◆ Document segment
+++
June 11, 2020
Soybean factory expands in Brazil's Amazon
As the COVID-19 outbreak reaches deep into Brazil's Amazon, a continuous stream of trucks has been transporting soybeans and construction workers to an expanding port complex in the middle of the forest, Reuters reported.
Indigenous activists have opposed the Itaituba port in Pará state for nearly a decade, even before shipments began there in 2014.
But now the pandemic and expansion works are fuelling new fears about the port's impact on traditional communities and the biodiversity riches of the Tapajós river.
"There's a flow of workers all the time. Nothing's changed. It's like the virus didn't exist," said Alessandra Munduruku, a leader of the Munduruku people who lives in Praia do Indio, a village within 10 km (6 miles) of the grain port.
Local indigenous leaders say the complex in Miritituba district is illegal because the companies involved did not comply with an international convention, enshrined in Brazilian law, requiring prior consultation with traditional communities.
"The companies never listen to us," Munduruku, who campaigns on indigenous rights throughout Brazil, said by phone.
Global agroindustry giants Bunge and Cargill are among about a dozen firms that use the Itaituba terminals to load grain grown as far as 1,000 kilometers (600 miles) away in big soybean-producing regions such as Mato Grosso and western Bahia.
Bunge and Cargill told the Thomson Reuters Foundation they operate legally and have met all the licensing requirements set by Semas, Pará's environment secretariat.
As construction work moves forward on a new port area, just down the river from the current terminals, Munduruku said villagers worry that new roads and construction will encroach further on the forest and their way of life.
Josenaldo Luna de Castro, a community leader from the city of Itaituba, said the traffic of heavy ships on the river since the port complex was established had hurt fish stocks, forcing more than 70% of fishermen to abandon their profession.
Now COVID-19 is exhausting scarce healthcare resources in other Amazon cities, including hard-hit Manaus, and Luna de Castro said Itaituba's residents fear the long lines of truck drivers who arrive in the city each day could bring the virus with them.
+++
[Records from a collection]

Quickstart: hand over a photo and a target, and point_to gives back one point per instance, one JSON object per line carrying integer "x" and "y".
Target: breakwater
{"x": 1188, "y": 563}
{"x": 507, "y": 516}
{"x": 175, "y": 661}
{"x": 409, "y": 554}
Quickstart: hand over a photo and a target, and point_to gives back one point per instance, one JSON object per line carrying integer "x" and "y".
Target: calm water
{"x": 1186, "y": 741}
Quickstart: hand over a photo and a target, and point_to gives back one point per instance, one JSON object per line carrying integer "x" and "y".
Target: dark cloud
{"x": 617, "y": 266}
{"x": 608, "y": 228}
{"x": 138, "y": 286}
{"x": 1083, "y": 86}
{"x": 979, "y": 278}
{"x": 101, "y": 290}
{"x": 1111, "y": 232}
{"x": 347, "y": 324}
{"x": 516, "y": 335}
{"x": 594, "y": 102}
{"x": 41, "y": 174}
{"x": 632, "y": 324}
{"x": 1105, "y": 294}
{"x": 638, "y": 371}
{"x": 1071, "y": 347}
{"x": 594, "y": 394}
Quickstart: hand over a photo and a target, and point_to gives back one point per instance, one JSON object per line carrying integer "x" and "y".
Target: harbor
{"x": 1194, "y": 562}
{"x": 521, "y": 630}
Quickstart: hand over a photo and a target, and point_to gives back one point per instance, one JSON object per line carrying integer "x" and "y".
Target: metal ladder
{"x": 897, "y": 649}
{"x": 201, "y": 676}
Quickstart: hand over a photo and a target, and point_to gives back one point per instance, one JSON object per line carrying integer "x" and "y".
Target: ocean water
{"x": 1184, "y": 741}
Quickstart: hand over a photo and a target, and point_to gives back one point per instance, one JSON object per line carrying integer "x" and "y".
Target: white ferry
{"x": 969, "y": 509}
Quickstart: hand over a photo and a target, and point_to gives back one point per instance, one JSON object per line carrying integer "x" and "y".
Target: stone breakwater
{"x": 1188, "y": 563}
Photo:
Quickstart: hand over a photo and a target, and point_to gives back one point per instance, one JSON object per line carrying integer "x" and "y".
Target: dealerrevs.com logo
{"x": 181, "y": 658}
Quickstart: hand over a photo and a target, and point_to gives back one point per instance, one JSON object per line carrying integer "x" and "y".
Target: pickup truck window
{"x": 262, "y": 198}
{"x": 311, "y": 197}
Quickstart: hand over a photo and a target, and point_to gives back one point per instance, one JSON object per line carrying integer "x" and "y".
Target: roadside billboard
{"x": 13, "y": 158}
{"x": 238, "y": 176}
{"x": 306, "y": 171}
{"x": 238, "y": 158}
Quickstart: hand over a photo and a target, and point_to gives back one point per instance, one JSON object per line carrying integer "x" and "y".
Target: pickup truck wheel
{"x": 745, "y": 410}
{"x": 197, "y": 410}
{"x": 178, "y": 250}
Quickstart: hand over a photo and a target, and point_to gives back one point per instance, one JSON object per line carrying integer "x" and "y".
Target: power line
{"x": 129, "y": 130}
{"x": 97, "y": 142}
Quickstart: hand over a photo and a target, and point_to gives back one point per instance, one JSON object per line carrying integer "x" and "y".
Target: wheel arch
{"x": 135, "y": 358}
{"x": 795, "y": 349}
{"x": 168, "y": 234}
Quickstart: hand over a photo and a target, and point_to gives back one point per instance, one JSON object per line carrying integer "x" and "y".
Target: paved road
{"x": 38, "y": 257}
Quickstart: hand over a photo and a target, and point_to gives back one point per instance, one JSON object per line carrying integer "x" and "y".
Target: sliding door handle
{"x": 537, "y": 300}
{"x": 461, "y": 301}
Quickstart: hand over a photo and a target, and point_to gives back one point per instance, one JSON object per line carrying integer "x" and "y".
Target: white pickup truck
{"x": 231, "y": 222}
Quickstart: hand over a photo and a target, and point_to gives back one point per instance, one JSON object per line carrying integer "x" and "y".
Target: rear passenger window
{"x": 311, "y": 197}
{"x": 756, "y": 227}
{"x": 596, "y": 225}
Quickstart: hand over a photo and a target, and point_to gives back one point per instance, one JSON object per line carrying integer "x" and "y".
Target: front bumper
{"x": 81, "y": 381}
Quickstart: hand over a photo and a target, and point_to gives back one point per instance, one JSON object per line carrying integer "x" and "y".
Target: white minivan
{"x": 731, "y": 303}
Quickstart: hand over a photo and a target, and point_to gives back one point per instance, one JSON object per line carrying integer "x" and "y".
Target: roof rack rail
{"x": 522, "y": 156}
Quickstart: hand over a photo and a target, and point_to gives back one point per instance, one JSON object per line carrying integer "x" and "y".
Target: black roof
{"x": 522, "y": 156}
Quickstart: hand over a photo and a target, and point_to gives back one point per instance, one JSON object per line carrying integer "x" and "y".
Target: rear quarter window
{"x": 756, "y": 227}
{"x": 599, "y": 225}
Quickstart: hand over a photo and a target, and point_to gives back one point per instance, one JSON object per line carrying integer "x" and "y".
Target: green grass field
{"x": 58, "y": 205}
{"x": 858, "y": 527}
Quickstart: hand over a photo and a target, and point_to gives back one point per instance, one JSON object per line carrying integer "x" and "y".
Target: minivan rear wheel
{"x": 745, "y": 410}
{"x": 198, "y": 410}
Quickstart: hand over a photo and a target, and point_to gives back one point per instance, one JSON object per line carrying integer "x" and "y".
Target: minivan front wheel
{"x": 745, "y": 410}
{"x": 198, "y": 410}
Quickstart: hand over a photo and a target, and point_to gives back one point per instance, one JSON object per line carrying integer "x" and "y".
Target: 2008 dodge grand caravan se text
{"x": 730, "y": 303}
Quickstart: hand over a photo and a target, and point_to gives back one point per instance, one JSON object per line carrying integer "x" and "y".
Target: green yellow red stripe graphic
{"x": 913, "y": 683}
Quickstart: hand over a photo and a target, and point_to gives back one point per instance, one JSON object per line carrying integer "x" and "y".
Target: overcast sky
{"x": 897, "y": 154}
+++
◆ Problem to solve
Using the Itaituba port article, answer these:
(a) In what year did shipments begin at the Itaituba port?
(b) Which body set the licensing requirements that Bunge and Cargill say they met?
(c) What share of fishermen does Josenaldo Luna de Castro say were forced to abandon their profession?
Rely only on the Itaituba port article for answers.

◆ Reply to the task
(a) 2014
(b) Semas, Pará's environment secretariat
(c) More than 70%